→ **Task prompt**: Return each row below that contains the word "form", copied in full.

((

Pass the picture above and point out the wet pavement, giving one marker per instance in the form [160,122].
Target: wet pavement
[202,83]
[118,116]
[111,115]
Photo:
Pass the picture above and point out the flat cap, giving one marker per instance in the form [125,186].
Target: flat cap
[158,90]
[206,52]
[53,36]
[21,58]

))
((

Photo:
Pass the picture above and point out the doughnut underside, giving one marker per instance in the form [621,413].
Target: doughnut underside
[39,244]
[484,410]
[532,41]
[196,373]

))

→ **Answer**:
Pass the picture above and point out the wet pavement, giving one marker per instance in the form [160,122].
Pass the picture above and point out the flat cap, giving one marker per instance in the form [125,186].
Pass the picture above and point out the doughnut underside, giving one marker per instance in the form [621,413].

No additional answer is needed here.